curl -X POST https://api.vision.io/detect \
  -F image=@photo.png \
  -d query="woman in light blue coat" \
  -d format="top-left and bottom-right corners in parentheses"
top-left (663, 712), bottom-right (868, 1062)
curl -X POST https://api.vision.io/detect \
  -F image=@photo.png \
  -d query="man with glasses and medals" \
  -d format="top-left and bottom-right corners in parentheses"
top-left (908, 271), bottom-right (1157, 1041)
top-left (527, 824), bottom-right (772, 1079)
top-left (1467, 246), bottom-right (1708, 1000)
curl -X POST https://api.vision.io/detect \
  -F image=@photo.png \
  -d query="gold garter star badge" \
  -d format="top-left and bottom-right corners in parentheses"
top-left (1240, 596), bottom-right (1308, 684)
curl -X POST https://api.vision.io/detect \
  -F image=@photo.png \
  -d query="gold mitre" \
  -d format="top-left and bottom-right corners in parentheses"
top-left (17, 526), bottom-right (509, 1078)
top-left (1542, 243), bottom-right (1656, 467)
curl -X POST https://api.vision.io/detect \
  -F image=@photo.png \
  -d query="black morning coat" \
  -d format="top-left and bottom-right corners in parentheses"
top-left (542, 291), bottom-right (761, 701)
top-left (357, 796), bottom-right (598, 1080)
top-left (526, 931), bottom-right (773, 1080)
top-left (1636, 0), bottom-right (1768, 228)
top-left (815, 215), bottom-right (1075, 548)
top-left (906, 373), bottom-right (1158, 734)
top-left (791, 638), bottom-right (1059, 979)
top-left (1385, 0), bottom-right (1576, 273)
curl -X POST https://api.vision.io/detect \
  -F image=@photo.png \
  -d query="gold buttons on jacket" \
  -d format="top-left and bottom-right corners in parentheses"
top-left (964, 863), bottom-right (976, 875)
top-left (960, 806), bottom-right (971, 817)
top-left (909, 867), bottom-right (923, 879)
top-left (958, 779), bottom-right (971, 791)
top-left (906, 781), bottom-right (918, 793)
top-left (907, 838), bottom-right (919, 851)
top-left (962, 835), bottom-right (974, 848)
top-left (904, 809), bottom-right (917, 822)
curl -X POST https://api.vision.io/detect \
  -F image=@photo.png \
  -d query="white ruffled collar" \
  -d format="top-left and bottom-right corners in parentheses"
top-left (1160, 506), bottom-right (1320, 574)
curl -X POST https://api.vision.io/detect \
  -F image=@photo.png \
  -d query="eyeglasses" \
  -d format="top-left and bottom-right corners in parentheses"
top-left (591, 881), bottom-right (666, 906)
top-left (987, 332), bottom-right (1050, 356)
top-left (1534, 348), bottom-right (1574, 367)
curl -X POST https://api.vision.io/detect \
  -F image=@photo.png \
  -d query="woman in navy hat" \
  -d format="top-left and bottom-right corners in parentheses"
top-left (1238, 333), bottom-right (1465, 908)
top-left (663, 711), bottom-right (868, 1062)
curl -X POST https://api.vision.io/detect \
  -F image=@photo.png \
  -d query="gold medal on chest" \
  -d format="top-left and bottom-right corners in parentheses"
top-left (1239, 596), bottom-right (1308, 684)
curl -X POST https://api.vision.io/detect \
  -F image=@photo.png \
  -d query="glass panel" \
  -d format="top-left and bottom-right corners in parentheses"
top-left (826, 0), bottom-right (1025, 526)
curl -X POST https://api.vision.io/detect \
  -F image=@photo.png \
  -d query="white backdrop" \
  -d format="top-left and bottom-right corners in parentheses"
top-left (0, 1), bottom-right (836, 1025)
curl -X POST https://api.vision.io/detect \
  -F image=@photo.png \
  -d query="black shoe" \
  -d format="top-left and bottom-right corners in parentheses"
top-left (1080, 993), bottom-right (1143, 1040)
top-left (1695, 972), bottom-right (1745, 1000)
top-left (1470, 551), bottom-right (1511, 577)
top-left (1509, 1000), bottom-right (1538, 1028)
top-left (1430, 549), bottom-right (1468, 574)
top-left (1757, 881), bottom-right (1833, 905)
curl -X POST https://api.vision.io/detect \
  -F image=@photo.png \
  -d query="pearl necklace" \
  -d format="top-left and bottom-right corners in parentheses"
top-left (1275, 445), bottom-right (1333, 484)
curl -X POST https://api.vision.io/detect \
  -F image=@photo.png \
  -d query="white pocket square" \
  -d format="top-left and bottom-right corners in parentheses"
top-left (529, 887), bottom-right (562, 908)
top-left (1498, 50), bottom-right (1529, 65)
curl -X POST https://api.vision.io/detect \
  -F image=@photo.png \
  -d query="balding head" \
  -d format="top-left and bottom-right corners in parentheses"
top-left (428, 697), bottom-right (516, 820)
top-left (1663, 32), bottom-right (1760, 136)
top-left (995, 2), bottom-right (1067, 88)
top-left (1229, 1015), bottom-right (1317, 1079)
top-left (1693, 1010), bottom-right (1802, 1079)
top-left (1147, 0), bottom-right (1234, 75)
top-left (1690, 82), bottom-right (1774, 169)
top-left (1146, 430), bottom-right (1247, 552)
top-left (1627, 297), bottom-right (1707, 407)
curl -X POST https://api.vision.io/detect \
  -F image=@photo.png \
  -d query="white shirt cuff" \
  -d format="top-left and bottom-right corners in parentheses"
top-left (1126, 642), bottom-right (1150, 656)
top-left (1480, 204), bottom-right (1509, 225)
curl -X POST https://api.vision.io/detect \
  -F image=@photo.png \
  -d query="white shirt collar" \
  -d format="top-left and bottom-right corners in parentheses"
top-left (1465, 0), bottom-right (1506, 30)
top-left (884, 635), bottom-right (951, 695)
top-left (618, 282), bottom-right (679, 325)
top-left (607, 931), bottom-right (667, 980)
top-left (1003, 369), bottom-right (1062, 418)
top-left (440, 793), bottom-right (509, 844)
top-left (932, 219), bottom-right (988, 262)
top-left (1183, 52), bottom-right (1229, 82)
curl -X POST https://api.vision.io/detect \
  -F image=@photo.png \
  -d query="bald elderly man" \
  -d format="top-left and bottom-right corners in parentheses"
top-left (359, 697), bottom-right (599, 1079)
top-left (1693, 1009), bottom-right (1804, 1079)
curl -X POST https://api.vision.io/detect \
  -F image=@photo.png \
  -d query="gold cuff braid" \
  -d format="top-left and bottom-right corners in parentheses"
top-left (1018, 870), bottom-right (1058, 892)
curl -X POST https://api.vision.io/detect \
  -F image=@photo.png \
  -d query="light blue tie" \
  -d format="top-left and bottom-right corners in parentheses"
━━━━━━
Go line by line through the data above and report each one that holds the string "black".

**Solution for this problem:**
  -d query="black morning coat" \
  -d query="black shoe" \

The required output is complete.